--- START Dataset ---

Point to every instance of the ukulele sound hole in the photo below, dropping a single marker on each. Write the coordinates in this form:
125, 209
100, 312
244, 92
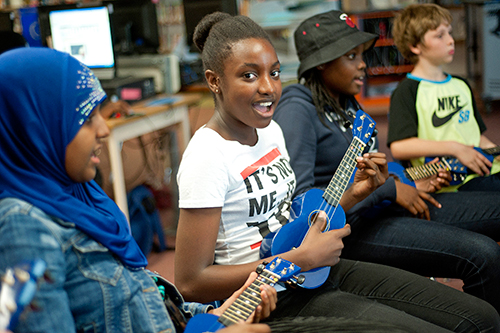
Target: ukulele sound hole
312, 219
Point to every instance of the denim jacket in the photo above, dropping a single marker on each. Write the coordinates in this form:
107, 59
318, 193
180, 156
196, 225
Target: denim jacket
89, 290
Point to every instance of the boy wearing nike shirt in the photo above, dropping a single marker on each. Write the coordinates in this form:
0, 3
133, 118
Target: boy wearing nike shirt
433, 113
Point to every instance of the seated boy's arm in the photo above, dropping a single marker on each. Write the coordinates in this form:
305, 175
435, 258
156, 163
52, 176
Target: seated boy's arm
414, 148
485, 142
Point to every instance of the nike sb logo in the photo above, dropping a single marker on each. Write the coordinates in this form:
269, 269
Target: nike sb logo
446, 103
437, 121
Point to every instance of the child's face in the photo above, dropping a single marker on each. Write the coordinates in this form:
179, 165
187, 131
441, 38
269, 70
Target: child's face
81, 152
345, 75
438, 46
251, 85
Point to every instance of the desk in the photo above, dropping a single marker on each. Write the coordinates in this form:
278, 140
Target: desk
151, 117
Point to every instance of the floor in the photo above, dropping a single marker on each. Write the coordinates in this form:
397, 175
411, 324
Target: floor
163, 262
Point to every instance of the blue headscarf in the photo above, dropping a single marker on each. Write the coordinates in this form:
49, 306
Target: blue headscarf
45, 97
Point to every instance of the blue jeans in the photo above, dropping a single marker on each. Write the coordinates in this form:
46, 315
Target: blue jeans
378, 293
458, 242
92, 291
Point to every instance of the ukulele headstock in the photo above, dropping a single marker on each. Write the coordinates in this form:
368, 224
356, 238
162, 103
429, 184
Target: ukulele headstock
363, 126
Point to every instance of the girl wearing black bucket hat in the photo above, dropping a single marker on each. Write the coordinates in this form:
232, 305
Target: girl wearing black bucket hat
235, 185
393, 226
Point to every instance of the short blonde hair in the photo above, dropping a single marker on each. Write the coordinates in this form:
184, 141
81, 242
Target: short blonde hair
411, 24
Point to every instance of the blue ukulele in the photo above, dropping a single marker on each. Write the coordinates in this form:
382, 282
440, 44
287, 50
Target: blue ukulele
278, 270
458, 171
306, 206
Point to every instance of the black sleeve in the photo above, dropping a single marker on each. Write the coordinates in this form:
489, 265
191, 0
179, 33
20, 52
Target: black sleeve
298, 129
403, 122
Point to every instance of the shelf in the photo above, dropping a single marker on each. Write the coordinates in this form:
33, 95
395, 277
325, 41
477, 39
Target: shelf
385, 70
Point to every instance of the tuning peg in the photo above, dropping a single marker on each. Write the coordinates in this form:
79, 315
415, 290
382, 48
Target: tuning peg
261, 267
47, 277
300, 279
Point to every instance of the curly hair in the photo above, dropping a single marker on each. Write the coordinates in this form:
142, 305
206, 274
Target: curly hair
216, 33
411, 24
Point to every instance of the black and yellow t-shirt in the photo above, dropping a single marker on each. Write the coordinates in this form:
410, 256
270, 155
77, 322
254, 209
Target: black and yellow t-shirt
434, 110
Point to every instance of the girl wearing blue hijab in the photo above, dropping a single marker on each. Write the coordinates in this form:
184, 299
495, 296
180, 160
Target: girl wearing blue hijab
50, 208
43, 107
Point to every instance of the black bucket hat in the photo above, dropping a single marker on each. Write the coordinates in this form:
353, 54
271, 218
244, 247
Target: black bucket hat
327, 36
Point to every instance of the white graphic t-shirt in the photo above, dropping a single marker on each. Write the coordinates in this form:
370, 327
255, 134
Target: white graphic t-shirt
252, 184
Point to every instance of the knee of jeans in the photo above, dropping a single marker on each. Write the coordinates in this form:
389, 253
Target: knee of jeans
486, 319
488, 251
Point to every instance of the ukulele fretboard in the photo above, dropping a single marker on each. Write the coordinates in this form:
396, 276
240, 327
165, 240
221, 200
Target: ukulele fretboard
248, 301
426, 170
338, 184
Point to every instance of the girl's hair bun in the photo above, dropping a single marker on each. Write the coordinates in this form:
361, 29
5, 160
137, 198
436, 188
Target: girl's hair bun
203, 28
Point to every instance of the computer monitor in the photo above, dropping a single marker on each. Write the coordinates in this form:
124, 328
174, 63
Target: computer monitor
6, 21
135, 27
85, 33
195, 10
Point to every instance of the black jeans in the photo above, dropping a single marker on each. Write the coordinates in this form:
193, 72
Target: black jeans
379, 293
460, 241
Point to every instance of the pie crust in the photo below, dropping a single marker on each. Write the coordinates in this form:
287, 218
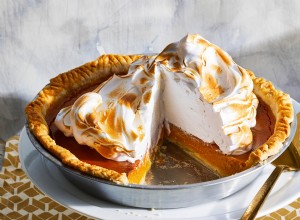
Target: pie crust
69, 83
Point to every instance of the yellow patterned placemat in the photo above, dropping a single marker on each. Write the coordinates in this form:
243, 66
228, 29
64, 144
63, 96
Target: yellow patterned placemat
20, 199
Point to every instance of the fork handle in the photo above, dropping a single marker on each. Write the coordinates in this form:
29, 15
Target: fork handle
262, 194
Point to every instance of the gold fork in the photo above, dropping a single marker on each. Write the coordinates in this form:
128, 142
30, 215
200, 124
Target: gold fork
289, 160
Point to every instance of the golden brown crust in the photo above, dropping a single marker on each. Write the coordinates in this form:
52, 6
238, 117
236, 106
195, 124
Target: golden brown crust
63, 86
282, 108
97, 71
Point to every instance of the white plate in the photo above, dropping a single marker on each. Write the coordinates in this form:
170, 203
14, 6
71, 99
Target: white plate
51, 181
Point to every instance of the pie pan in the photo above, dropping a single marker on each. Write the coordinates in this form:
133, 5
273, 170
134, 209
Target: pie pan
162, 196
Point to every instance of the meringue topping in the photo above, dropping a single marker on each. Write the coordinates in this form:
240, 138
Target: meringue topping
192, 84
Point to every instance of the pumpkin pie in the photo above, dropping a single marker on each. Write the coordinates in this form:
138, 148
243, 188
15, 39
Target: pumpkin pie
107, 118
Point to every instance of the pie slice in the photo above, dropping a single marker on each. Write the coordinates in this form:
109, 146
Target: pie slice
108, 117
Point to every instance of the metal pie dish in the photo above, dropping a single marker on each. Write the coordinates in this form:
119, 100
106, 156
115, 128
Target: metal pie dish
161, 196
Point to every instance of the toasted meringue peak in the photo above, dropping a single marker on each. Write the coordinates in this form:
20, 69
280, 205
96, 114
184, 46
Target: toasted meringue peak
192, 84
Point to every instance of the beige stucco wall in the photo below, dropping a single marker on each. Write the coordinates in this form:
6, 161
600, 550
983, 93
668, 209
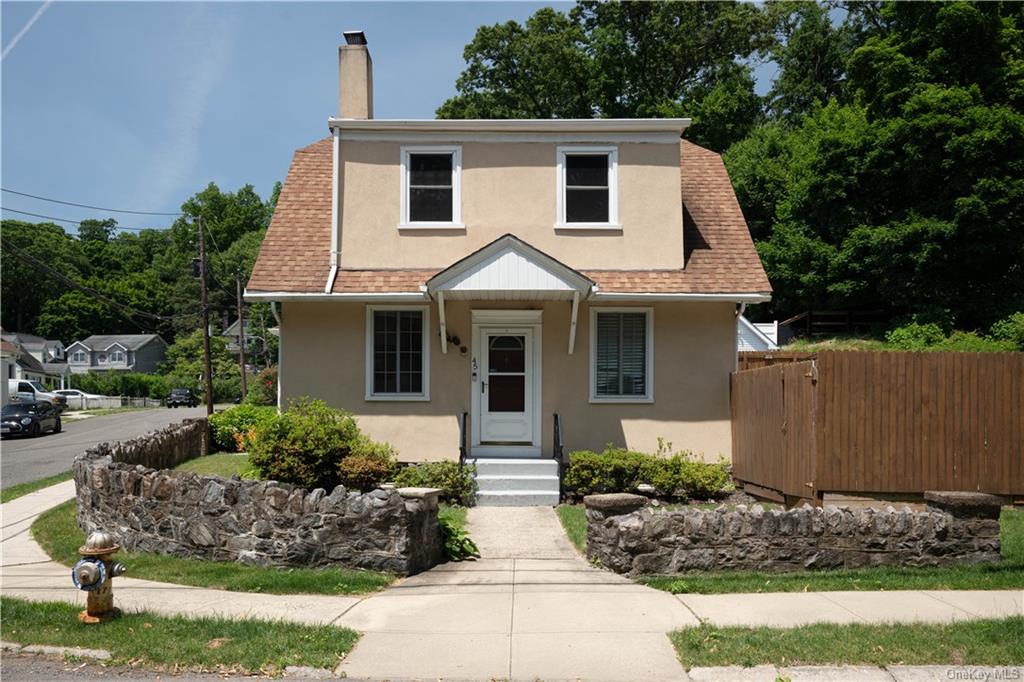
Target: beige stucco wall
510, 187
323, 355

--- END Dataset ---

_Given problem_
Please output all of the items above verbatim, leaving out the pictures.

_Answer to this task_
Point to every instance of the ukulele sound hole in the photo below, dropping a single marker on each. Write the coordinates in this form:
125, 209
100, 312
244, 92
Target: ukulele sound hole
312, 219
Point to every instance of the denim jacket in the photo above, dropping a single marker on each. Write the coordinates in this form:
107, 59
318, 193
180, 156
196, 225
Target: denim jacket
89, 290
Point to every instance of the boy wearing nike shirt in the photo above, dropping a single marker on each. Write the coordinates in this form:
0, 3
133, 118
Target: boy wearing nike shirt
433, 113
Point to every instance of the seated boy's arm in the photo above, dropping a single marker on each. Write the coordinates in this form:
305, 175
435, 258
156, 163
52, 176
Target: seated boy's arm
414, 148
485, 142
Point to every instance of the nike sb logo in the photo above, dropping a single marker on each. Write the coordinates in this form:
269, 269
Target: nike sb logo
446, 103
437, 121
Point to every instance of the child's face in the photo above, dropping a single marker on each. Write the coordinates in this form:
179, 165
187, 131
441, 38
269, 70
Target: child's face
81, 152
345, 75
438, 46
251, 85
Point to every instance of the desk in the photo above, dropping a single marker on each. Write the coordinates in this form:
278, 140
Target: desk
151, 117
Point to every instance of the floor in the photo above, dropping a single marker on each. Write the coordinates in this form:
397, 175
411, 324
Target: floor
163, 262
Point to every instance of the blue headscarf in the photo above, dropping a single marker on each. Write the coordinates in this form:
49, 306
Target: blue headscarf
45, 97
Point to every instance of the blue jeans in the photo above, dropping a single marker on each. Write the coordinates in this form:
46, 315
Target: blue jeans
378, 293
458, 242
92, 291
Point to every instance of the ukulele headstock in the photo above, dropping a single marker on each. Write the coordinates in this form:
368, 224
356, 238
162, 103
429, 184
Target: ukulele headstock
363, 126
Point to every instance of the girl wearing black bucket hat in the photo above, dropping a single marker on each. Write the coordinates in this form:
232, 305
Target: girl wearing black bucket hat
235, 185
393, 226
Point to every instance of the short blonde hair in the photo above, dropping a single marker on each. Write the coordinates in this form:
184, 141
81, 242
Target: short blonde hair
411, 24
Point to every instance of the blue ukulele in the photo above, dropping a single marker on each. Write the coordinates in this form:
382, 282
440, 44
287, 50
Target: blue ukulele
278, 270
458, 171
306, 206
Point to every instance of the black sleeve in the photo above, dropping a single marker on each. Write the coordinates in this form:
489, 265
191, 0
179, 33
20, 52
Target: black sleeve
298, 129
403, 122
Point to every instance of the shelf in the photo above, dropping a single marker on each. Write the coordinates in this form:
33, 95
395, 277
325, 41
477, 39
Target: shelf
385, 70
Point to every instance of the tuning peg in the photo above, dropping a single marker on each. Write the coordinates in this form:
79, 315
415, 290
382, 48
Target: tuning peg
261, 267
47, 277
300, 279
Point to every instance of the curly hair in the photo above, dropping a single marker on each. Write the coordinates in this form:
142, 305
206, 274
Target: curly hair
216, 33
411, 24
Point to every instance of the black and yellow t-shirt in the photo above, dropping a single marker on each. Write the coordinates in this form:
410, 256
270, 155
77, 322
254, 209
Target: black and yellow t-shirt
434, 110
Point to every instance of the girl wearing blue hijab in the photo above, dropping a single marker on each. Write the coordinates in this form:
184, 299
495, 296
180, 160
Target: girl wearing blue hijab
50, 208
43, 107
Point to every instance of the black bucket hat in the photo above, dropping a single marker on each. Write the coordinates in this form:
353, 54
271, 218
244, 247
Target: black bucket hat
327, 36
Point to every instance of the white graphic t-shirt in the photo above, dropping a single marker on each. Write the coordinates in this form:
370, 327
255, 134
Target: white graphic t-shirt
252, 184
Point to every instance of the knee of jeans in the photo above, dropping a single marker on each. Write the coordinates in this form:
389, 253
Target: knee of jeans
486, 319
488, 251
Point to every instance of the ukulele fretboard in the photo above, dropping a single marker on each. Write the coordinates in this form:
396, 276
240, 327
165, 240
221, 200
Target: ukulele fretboard
248, 301
426, 170
338, 184
Point to every instance of the girl's hair bun in the photo above, dropping a single marker on each. Write the coordinates in this form:
361, 29
5, 160
137, 198
436, 188
Target: girl's hair bun
203, 28
Point to every instance of the computer monitor in the photo above, dropping a single marker on each. Write the coordinates in this form:
124, 328
174, 63
Target: computer monitor
6, 21
135, 27
85, 33
195, 10
Point to every instance of the black jeans in the photo above, dropping a single marker on each. Write the coordinates in this form:
193, 72
Target: black jeans
379, 293
460, 241
Point to every instance of the pie crust in the photo below, dropping a single marker on each. Write the coordinates in this form:
287, 218
Target: pie crust
69, 83
Point to every instance of the yellow patterned placemat in the photo above, dropping a single marker on each. Write the coordinates in this form:
243, 66
228, 29
64, 144
63, 96
Target: yellow patterned placemat
20, 199
Point to every instance of the fork handle in the photo above, dropping a single marker on each. Write the coordinates in this form:
29, 15
Target: fork handle
262, 194
Point to every instance of the gold fork in the photo above, dropping a single marker on each. Write the coordinates in this form:
128, 142
30, 215
200, 124
Target: gold fork
289, 160
Point to every instance of the golden brown crust in the photo above, dropping a single marker on each. Write the coordinates in this form:
52, 6
238, 117
236, 106
195, 124
Target: golden brown crust
63, 86
282, 108
97, 71
Point to every instance of the white plate in the photo above, dropping a single marker on each. Write the coordinates in this form:
170, 203
14, 6
71, 99
Target: white plate
51, 181
Point to every instance of the pie pan in the photo above, dropping a single marker on each. Write the coordinates in this form:
133, 5
273, 170
134, 209
Target: pie pan
162, 196
Point to every instance of the meringue topping in the photo above, dropping a single marker on each. Write the coordinates in this form:
240, 138
Target: meringue topping
192, 84
Point to every instance of the pumpkin pie in the photo above, dropping a single marker on each. Write the coordinates in this form:
138, 148
243, 188
15, 39
Target: pumpkin pie
107, 118
Point to every instance of the pie slice in the photo above, dropping a single marker on each. Write the coordinates in this form:
109, 146
Target: pie slice
108, 117
Point to every instance of the metal pie dish in the photo above, dropping a single marker on each. Write the coordinates in this form:
119, 100
106, 156
115, 128
Target: metal pie dish
161, 196
Point to every instance of the toasted meringue peak in the photo above, dropping a single marker on each. Write the coordinates in this form:
20, 69
280, 205
96, 114
184, 46
Target: toasted meringue peak
192, 84
Point to every instance of the beige stucco wall in the photo below, dropping a single marker on each. Write the coordinates in this form:
6, 161
600, 550
983, 93
668, 209
Target: beige stucco wall
510, 187
323, 355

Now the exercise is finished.